▸ Records for this exercise
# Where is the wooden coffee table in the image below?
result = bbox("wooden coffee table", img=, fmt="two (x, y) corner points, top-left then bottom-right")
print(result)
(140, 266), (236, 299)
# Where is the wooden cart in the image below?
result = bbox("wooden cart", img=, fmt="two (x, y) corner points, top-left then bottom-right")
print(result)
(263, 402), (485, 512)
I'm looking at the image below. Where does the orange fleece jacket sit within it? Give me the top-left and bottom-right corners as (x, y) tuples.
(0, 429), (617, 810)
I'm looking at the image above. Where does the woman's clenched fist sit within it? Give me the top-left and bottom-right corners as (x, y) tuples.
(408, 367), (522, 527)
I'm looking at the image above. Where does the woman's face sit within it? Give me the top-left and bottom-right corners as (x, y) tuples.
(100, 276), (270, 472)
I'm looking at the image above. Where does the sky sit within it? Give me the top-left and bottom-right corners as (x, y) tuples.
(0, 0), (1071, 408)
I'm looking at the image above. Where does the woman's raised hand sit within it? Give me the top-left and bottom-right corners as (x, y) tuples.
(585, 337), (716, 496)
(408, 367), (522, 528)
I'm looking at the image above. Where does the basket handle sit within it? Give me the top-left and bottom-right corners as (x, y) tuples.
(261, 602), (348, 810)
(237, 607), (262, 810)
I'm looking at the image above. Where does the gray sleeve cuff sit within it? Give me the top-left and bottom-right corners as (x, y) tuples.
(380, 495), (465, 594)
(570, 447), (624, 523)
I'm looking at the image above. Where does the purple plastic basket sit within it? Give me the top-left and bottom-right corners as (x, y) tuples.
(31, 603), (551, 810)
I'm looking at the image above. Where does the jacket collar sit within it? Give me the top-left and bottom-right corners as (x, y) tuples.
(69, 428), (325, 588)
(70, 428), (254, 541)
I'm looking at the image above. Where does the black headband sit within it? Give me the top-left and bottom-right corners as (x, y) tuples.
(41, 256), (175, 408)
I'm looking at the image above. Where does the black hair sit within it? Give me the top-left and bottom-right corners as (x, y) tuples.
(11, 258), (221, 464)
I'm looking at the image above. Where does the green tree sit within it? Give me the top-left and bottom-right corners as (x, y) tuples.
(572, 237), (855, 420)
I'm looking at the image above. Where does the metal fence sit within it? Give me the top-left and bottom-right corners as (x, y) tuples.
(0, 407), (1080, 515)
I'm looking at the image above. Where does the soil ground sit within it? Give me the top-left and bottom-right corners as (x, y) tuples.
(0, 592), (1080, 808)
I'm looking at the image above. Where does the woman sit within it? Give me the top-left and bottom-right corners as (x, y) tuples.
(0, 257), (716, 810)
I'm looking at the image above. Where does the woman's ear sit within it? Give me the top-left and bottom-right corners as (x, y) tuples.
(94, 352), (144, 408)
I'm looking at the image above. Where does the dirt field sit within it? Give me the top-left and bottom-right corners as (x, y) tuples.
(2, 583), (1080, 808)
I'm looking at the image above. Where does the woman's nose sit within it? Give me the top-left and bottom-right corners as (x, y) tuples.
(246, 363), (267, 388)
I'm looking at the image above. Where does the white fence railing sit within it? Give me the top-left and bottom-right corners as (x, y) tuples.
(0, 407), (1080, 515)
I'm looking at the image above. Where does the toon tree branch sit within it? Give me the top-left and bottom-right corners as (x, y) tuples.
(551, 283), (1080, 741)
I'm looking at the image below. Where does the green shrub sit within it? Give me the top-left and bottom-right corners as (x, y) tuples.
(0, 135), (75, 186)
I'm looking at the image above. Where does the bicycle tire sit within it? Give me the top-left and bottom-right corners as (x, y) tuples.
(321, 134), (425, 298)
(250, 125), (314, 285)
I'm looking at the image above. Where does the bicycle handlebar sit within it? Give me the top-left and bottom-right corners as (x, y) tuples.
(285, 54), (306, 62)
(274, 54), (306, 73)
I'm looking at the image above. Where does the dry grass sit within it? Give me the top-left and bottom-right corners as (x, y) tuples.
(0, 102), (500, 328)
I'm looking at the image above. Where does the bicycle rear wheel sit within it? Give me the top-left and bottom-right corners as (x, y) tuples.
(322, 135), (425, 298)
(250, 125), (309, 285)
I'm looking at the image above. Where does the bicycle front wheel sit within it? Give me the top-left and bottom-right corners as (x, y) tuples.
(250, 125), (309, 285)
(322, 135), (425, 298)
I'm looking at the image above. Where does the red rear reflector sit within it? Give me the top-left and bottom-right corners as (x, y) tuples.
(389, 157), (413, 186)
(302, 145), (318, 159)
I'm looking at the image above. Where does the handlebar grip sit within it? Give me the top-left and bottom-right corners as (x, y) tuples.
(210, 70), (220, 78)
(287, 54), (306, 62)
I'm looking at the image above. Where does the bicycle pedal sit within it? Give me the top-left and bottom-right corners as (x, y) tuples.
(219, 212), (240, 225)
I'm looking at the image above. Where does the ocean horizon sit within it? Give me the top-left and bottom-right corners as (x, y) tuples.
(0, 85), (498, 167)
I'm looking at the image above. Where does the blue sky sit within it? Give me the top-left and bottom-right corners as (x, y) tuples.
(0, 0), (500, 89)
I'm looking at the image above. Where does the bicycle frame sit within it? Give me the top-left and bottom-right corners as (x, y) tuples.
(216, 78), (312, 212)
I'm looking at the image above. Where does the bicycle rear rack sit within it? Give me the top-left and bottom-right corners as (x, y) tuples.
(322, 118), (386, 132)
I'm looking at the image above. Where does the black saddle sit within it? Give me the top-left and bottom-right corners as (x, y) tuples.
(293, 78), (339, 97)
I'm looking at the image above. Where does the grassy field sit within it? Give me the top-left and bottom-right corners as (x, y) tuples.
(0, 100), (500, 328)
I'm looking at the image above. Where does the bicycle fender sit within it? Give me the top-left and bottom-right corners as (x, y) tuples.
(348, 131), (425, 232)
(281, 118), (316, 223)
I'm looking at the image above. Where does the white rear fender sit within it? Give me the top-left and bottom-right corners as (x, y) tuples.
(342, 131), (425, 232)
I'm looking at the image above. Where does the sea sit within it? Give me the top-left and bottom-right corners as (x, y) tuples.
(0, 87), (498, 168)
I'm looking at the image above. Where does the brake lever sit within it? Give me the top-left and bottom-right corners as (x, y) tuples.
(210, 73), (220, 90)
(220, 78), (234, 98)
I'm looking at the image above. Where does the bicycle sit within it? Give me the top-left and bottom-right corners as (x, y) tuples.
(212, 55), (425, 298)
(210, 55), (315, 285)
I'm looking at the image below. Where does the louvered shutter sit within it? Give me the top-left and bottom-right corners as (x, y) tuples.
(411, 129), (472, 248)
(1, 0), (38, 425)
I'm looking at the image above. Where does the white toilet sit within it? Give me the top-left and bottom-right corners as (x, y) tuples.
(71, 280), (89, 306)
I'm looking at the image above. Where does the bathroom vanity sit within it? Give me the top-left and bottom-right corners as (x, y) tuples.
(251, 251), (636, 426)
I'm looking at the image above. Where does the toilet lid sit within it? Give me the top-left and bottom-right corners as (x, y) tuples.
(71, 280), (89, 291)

▸ Aim
Express every line of the listing above as a JSON list of strings, one string per line, with blank lines omitted.

▸ Worked answer
[
  "# Where is the wooden coffee table in the image below?",
  "result = bbox(\"wooden coffee table\", img=, fmt=\"two (x, y) corner points, top-left then bottom-right\")",
  "print(result)",
  "(140, 266), (236, 299)",
  "# Where is the wooden cart in the image below?",
  "result = bbox(\"wooden cart\", img=, fmt=\"two (x, y) corner points, top-left then bottom-right\")",
  "print(result)",
  "(263, 402), (485, 512)",
  "I'm looking at the image below. Where does the orange fleece jacket sit within it? Give me the top-left and bottom-right corners as (x, y) tuples.",
  "(0, 429), (617, 810)",
  "I'm looking at the image above. Where does the woman's clenched fist sit within it? Give me the top-left and bottom-right corners as (x, y) tuples.",
  "(408, 367), (522, 527)",
  "I'm looking at the image above. Where does the woman's face sit within it? Give me the top-left and bottom-right corners as (x, y) tuples.",
  "(100, 276), (270, 472)",
  "I'm looking at the image above. Where does the sky sit within it? Give me the top-left and bottom-right corners as (x, y) tuples.",
  "(0, 0), (1071, 408)",
  "I'm looking at the image above. Where does the woman's raised hand sit within it? Give me the top-left and bottom-right corners as (x, y) tuples.",
  "(585, 337), (716, 496)",
  "(408, 367), (522, 528)",
  "I'm looking at the image above. Where does the basket handle sit within it? Give me the top-left and bottom-right corners as (x, y) tuples.",
  "(261, 602), (348, 810)",
  "(237, 607), (262, 810)",
  "I'm looking at the image above. Where does the gray sleeve cuff sit within it? Give me the top-left and bottom-right corners as (x, y) tuples.",
  "(380, 495), (465, 594)",
  "(570, 447), (624, 523)",
  "I'm looking at the image above. Where does the purple plastic basket sit within it? Give me the top-left and bottom-right corners as (x, y) tuples.",
  "(31, 603), (551, 810)",
  "I'm looking at the image above. Where does the jacket collar sit within it? Give me the top-left and bottom-right corners as (x, y) tuples.",
  "(69, 428), (325, 588)",
  "(70, 428), (254, 541)",
  "I'm looking at the image above. Where does the black headband sit within it? Give me the top-left and bottom-right corners as (x, y) tuples.",
  "(41, 256), (175, 408)",
  "I'm looking at the image above. Where does the black hair sit within it? Give me the top-left and bottom-right corners as (x, y) tuples.",
  "(11, 258), (221, 464)",
  "I'm looking at the image above. Where does the green tree sit within it? Give me the top-left and bottom-right corners as (x, y) tuples.",
  "(572, 237), (855, 420)",
  "I'm looking at the image above. Where does the metal fence sit within it? Give me the top-left and bottom-right corners as (x, y) tuples.",
  "(0, 407), (1080, 515)",
  "I'm looking at the image above. Where does the soil ground sit within it? Give me the top-left and bottom-right corners as (x, y) tuples.",
  "(0, 592), (1080, 808)",
  "I'm looking at the image above. Where does the woman sit within it? Give me the top-left and bottom-right corners as (x, y) tuples.",
  "(0, 257), (716, 810)",
  "I'm looking at the image above. Where does the woman's ear sit within it? Give me the top-left and bottom-right corners as (x, y) tuples.",
  "(94, 352), (144, 408)",
  "I'm looking at the image above. Where does the dirt field sit within it? Give me the top-left and bottom-right corners as (x, y) tuples.",
  "(2, 583), (1080, 808)",
  "I'm looking at the image above. Where does the woman's nose sit within it? Give me the top-left and bottom-right corners as (x, y) tuples.",
  "(246, 363), (267, 388)",
  "I'm looking at the image above. Where does the white fence railing sit within it? Give me the top-left and bottom-right corners as (x, y) tuples.",
  "(0, 407), (1080, 515)",
  "I'm looking at the image above. Where does the toon tree branch sit within it? Give me the top-left and bottom-right corners as (x, y) tuples.",
  "(551, 283), (1080, 741)",
  "I'm looking at the image below. Where does the green shrub sit within it? Give me the top-left and bottom-right corners as (x, y) tuples.",
  "(0, 135), (75, 186)",
  "I'm looking at the image above. Where does the bicycle tire sit within it? Give me the top-left and bottom-right corners as (x, y) tuples.",
  "(321, 134), (425, 298)",
  "(250, 125), (314, 285)",
  "I'm looking at the image above. Where does the bicycle handlebar sit within it? Give me the top-left and bottom-right corners as (x, y) tuples.",
  "(285, 54), (306, 62)",
  "(274, 54), (306, 73)",
  "I'm looking at the image above. Where does the dry grass sit within it? Give me the top-left and bottom-right corners as (x, y) tuples.",
  "(0, 102), (500, 328)",
  "I'm looking at the image above. Where does the bicycle rear wheel sit within it? Give me the top-left and bottom-right corners as (x, y) tuples.",
  "(322, 135), (425, 298)",
  "(250, 125), (309, 285)",
  "I'm looking at the image above. Where does the bicycle front wheel sit within it? Give me the top-left and bottom-right corners as (x, y) tuples.",
  "(250, 125), (309, 285)",
  "(322, 135), (425, 298)",
  "I'm looking at the image above. Where does the red rear reflector sit within it? Give me the top-left and bottom-right corners as (x, y) tuples.",
  "(389, 157), (413, 186)",
  "(302, 145), (318, 159)",
  "I'm looking at the image above. Where does the handlebar grip sit within it? Give me the top-left and bottom-right corners as (x, y) tuples.",
  "(210, 70), (220, 78)",
  "(287, 54), (306, 62)",
  "I'm looking at the image above. Where does the bicycle pedal sit within it? Give me the top-left and bottom-right corners as (x, y) tuples.",
  "(219, 212), (240, 225)",
  "I'm looking at the image above. Where does the ocean horizon sit within it? Give me the top-left and bottom-right corners as (x, y) tuples.",
  "(0, 85), (498, 167)",
  "I'm looking at the image above. Where does the blue sky sit within it? Give me the top-left and bottom-right corners as (x, y) tuples.",
  "(0, 0), (500, 89)",
  "I'm looking at the image above. Where does the bicycle frame sit within it? Give me the top-left and bottom-right corners as (x, y) tuples.",
  "(216, 78), (312, 212)",
  "I'm looking at the image above. Where does the bicycle rear rack sit within it? Give me the top-left and bottom-right corners as (x, y) tuples.",
  "(322, 118), (386, 132)",
  "I'm looking at the image above. Where does the black saddle sit within it? Give me the top-left and bottom-right corners as (x, y) tuples.",
  "(293, 78), (339, 97)",
  "I'm looking at the image above. Where does the grassy field sit within it? Give me the top-left and bottom-right corners as (x, y) tuples.",
  "(0, 100), (500, 328)",
  "I'm looking at the image above. Where does the bicycle fender sit within it? Give me the top-left and bottom-right corners as (x, y) tuples.",
  "(348, 131), (425, 232)",
  "(281, 118), (316, 223)",
  "I'm looking at the image above. Where does the white rear fender sit within it? Give me the top-left and bottom-right corners as (x, y) tuples.",
  "(342, 131), (425, 232)",
  "I'm looking at the image above. Where does the sea sit within it? Give me the top-left and bottom-right corners as (x, y) tuples.",
  "(0, 87), (498, 168)",
  "I'm looking at the image above. Where does the brake lever sit within it? Give me the top-left and bottom-right corners as (x, y) tuples.",
  "(210, 73), (220, 90)",
  "(220, 78), (234, 98)",
  "I'm looking at the image above. Where does the bicycle sit within it? Give me the top-left and bottom-right corners as (x, y) tuples.",
  "(212, 55), (425, 298)",
  "(210, 55), (315, 285)",
  "I'm looking at the image below. Where does the louvered shutter sit within it? Give me the top-left and bottom-right corners as (x, y) tuples.",
  "(411, 129), (472, 248)",
  "(1, 0), (38, 425)",
  "I'm looking at the image above. Where does the white toilet sit within it? Give me the top-left and bottom-right corners as (x, y) tuples.",
  "(71, 280), (89, 306)",
  "I'm looking at the image above. Where does the bathroom vanity sit within it? Give me the top-left and bottom-right corners as (x, y) tuples.",
  "(251, 251), (636, 426)",
  "I'm looking at the image above. Where does the toilet lid sit within it? Give me the top-left and bottom-right corners as (x, y) tuples.",
  "(71, 280), (89, 291)"
]